Problem description:
Transcribe the part of the passage on drug sentencing starting at "So in the name" and ending at "about drug sentencing.".

Given text:
[Start of section]

But most observers believe Mukasey's real game is to slow the quickening pace of change. Following the Commission's move, several viable bills have popped up in both the House and the Senate that eye varying ways to reduce the crack-powder disparity and to ease mandatory minimum sentences. The Bushies are trying to frame the coming debate, as they have done so well on many issues.
So in the name of preparing us, too, for the long overdue discussion, here's my clip-and-save list of five things every black person ought to know about drug sentencing.
There's no such thing as a crack baby, and other monster myths. Little black babies born "craving" cocaine and with lifelong defects formed a central, and lasting, image justifying today's drug laws. But no research ever established that any type of cocaine use, crack or powder, causes fetal damage. In fact, neither powder nor crack cocaine creates a physical dependence—in the way heroin and nicotine do, for instance—because the body metabolizes them so fast. That's part of what fuels binge usage—our bodies are too good at clearing the drug to stay high very long. Nonetheless, news outlets jumped on studies in which pregnant rats got dosages 25 times the size a human would take and ran with them. The supposedly crack-damaged babies that filled the airwaves were more likely hurt by factors we've long known to plague poor black women, and never cared about—poor pre and post-natal care, awful diets, the male violence directed at their bodies, and more.

[End of section]

Given material:
[Start of section]

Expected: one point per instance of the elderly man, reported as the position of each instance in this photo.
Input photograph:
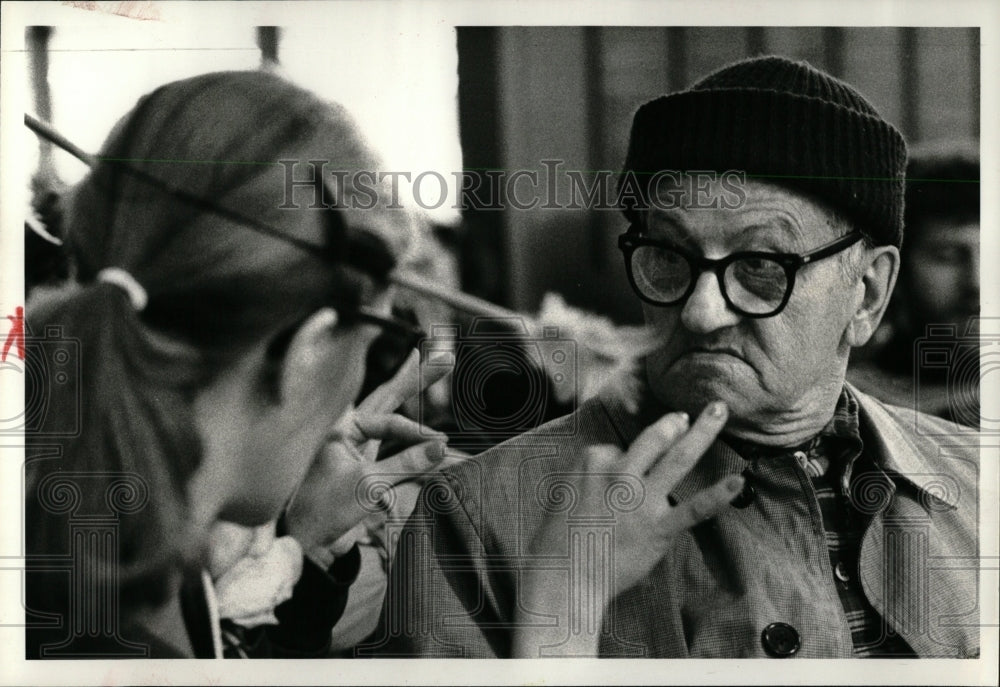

[End of section]

Problem solution:
So in the name of preparing us, too, for the long overdue discussion, here's my clip-and-save list of five things every black person ought to know about drug sentencing.